Decided: February 2, 1962.

BRENNER AND COMPANY, A NEW JERSEY CORPORATION, PLAINTIFF-APPELLANT,
v.
HERMAN PERL AND RUTH PERL, HIS WIFE, DEFENDANTS-RESPONDENTS



Conford, Freund and Labrecque. The opinion of the court was delivered by Freund, J.A.D.

Freund

Plaintiff Brenner and Company (Brenner), a real estate broker, instituted this action to recover a $2,700 commission allegedly due by written agreement on account of the sale of defendants' home, and alternatively to recover damages for wrongful interference with its business opportunity. Summary judgment was granted for defendants on both counts on the basis of affidavits and depositions. R.R. 4:58.

Defendants Herman Perl and Ruth, his wife, owned a home at 148 Lenox Terrace, Maplewood, N.J. On December 2, 1959 they signed a multiple listing agreement of six months duration with plaintiff as listing broker. The agreement was in a printed form and authorized the sale of the residence premises for the sum of $53,000. It gave to all the brokers of the Board of Realtors of the Oranges and Maplewood "the exclusive right to sell * * * the property * * * at the price and on terms as therein stated * * *." The Perls agreed "to pay to the listing broker, or to the active broker member of said Board making the sale * * * a commission on said price * * *, or on any other price * * * accepted * * * if the

property is sold * * * by an active broker member of said Board, by me the owner, or through any other source before this agreement expires." The commission rate was set at 6%. The contract also provided that "no terms or conditions exist other than those contained herein."

On February 2, 1960 Helen Phillipson, a saleswoman for Brenner, accompanied Mrs. Myron Denholtz to the Lenox Terrace property. According to Mrs. Phillipson's deposition, the two women "spent quite a while there" and Mrs. Denholtz "was very interested in the house." The following day Mrs. Denholtz, her husband Dr. Denholtz, and Dr. Denholtz's mother all inspected the property. Mrs. Phillipson stated, "they both loved the house and so did Mrs. Denholtz's mother-in-law." The Denholtzs, however, did not make an offer at that time because they thought the house was overpriced. Thereafter, Mrs. Phillipson took Mrs. Denholtz to other homes. On every such occasion the Perl property was discussed, but Mrs. Phillipson did not again take the Denholtzs to the Perl home. Mrs. Phillipson stated that the Denholtzs "knew the Perls quite well, personally, socially knew a lot about them and they said that he would never get that price and they'd have to take a lot less for it."

On February 24 the Perls executed a price change form authorizing the members of the Board of Realtors to reduce the asking price on the Lenox Terrace property to $49,500. Mrs. Phillipson told Mrs. Denholtz of this change on March 31.

::::

» Requirements
[1] Condense the paragraph of the court opinion that begins "On February 2, 1960 Helen Phillipson" into a bulleted list that keeps its main facts.
[2] Set down word for word the portion of the court opinion starting with "Decided: February 2, 1962." and going on through "by Freund, J.A.D.".

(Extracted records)
::::

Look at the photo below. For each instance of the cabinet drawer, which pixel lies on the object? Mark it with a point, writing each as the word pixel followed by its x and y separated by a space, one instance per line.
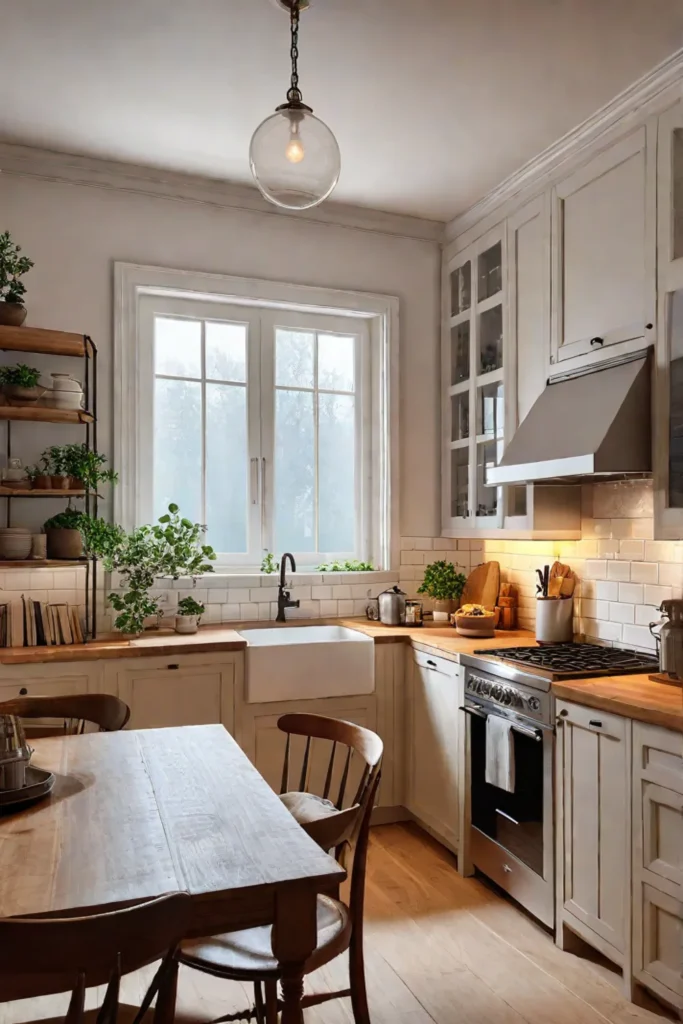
pixel 35 687
pixel 435 664
pixel 657 756
pixel 588 718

::::

» Exercise responses
[1]
- On February 2, 1960, Helen Phillipson, a saleswoman for Brenner, took Mrs. Myron Denholtz to the Lenox Terrace property, where Mrs. Denholtz spent a long time and was very interested in the house.
- The next day, Mrs. Denholtz, Dr. Denholtz, and Dr. Denholtz's mother inspected the property, and according to Mrs. Phillipson, all of them loved it.
- The Denholtzs made no offer at that time because they considered the house overpriced.
- Mrs. Phillipson then showed Mrs. Denholtz other homes. The Perl property was discussed on each occasion, but she did not take the Denholtzs back to it.
- According to Mrs. Phillipson, the Denholtzs knew the Perls well socially and said the Perls would never get their asking price and would have to accept much less.

[2]
Decided: February 2, 1962.

BRENNER AND COMPANY, A NEW JERSEY CORPORATION, PLAINTIFF-APPELLANT,
v.
HERMAN PERL AND RUTH PERL, HIS WIFE, DEFENDANTS-RESPONDENTS



Conford, Freund and Labrecque. The opinion of the court was delivered by Freund, J.A.D.